- **Tasks**
• a. Output, word for word, the stretch of the Nnimmo Bassey text from "I just read" through "number of occasions.".
• b. Carry the Nnimmo Bassey text forward from the point where it stops, writing the next part in the same voice.

- **Supplied passage**
----------------------------------------
I just read that Nnimmo Bassey, co-founder of the Nigerian NGO Environmental Rights Action (ERA) and the current Chair of Friends of the Earth International (FOEI), has been awarded the Right Livelihood Award for 2010.  As anyone who knows him and his work can attest, this award—often characterized as the “Alternative Nobel Prize”—is richly deserved.  Nnimmo has been working for decades to expose the environmental and human devastation oil production has wreaked in the Niger Delta, and to provide legal and advocacy support to communities affected by oil company operations.  ERI has had the privilege to work with him on a number of occasions.

As Executive Director of ERA, Nnimmo has led the charge in Nigeria to stand up to multinational corporations, by demanding accountability for their pollution of the delicate ecosystems of the Niger Delta and their complicity in human rights abuse by Nigerian security forces.  ERA trains community monitors, campaigns widely on issues like oil spills and gas flaring, and is involved in groundbreaking local and transnational litigation against oil companies – particularly Shell and Chevron – that are active in the region.  Among the organization’s many achievements is a landmark decision from a Federal High Court in Nigeria declaring that Nigeria’s law permitting some forms of gas flaring violates the constitutional guarantee of the right to life.  As Chair of FOEI, Nnimmo is an internationally recognized, leading campaigner for environmental justice, speaking out on climate change, the right to adequate food and water, and biodiversity.  His slogan of “keep the oil in the soil, keep the coal in the hole, keep the tar sand in the land” has become one of the most recognizable rallying cries of the international environmental movement today.
----------------------------------------
- **Data excerpt**
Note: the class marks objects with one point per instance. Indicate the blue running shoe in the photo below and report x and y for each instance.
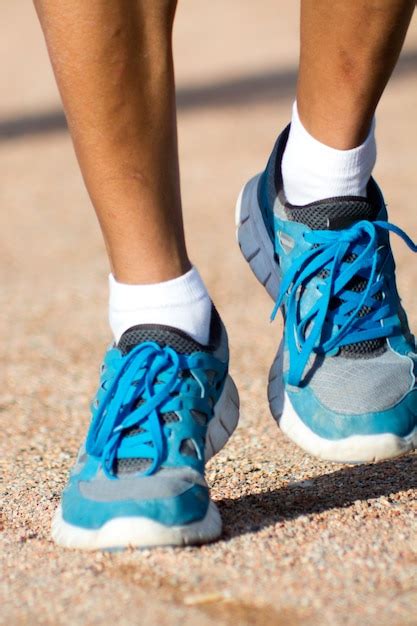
----------------------------------------
- **Answers for the exercise**
• a.
I just read that Nnimmo Bassey, co-founder of the Nigerian NGO Environmental Rights Action (ERA) and the current Chair of Friends of the Earth International (FOEI), has been awarded the Right Livelihood Award for 2010.  As anyone who knows him and his work can attest, this award—often characterized as the “Alternative Nobel Prize”—is richly deserved.  Nnimmo has been working for decades to expose the environmental and human devastation oil production has wreaked in the Niger Delta, and to provide legal and advocacy support to communities affected by oil company operations.  ERI has had the privilege to work with him on a number of occasions.

• b.
I first met Nnimmo when he came to the US in September 2008 to testify in front of the Senate Judiciary Subcommittee on Human Rights and the Law about the human rights impacts of the oil industry in the Niger Delta.  ERI hosted him during his visit, and I got to spend time with him and watch his testimony.  The contrast between Nnimmo’s performance and that of the government representative who spoke about the U.S. efforts in this area couldn’t have been more stark – while the State Department rep tried vainly to defend the adequacy of existing voluntary multi-stakeholder initiatives, Nnimmo held his audience spellbound and horrified with stories of violent attacks on protestors, catastrophic oil slicks and gas flares in the midst of struggling communities.  After his testimony, Senator Durbin surprised many of us by suggesting that the U.S. needed to impose criminal penalties on corporate human rights abuses committed abroad, much as the Foreign Corrupt Practices Act does for foreign bribery.  (Video of the Senate hearing).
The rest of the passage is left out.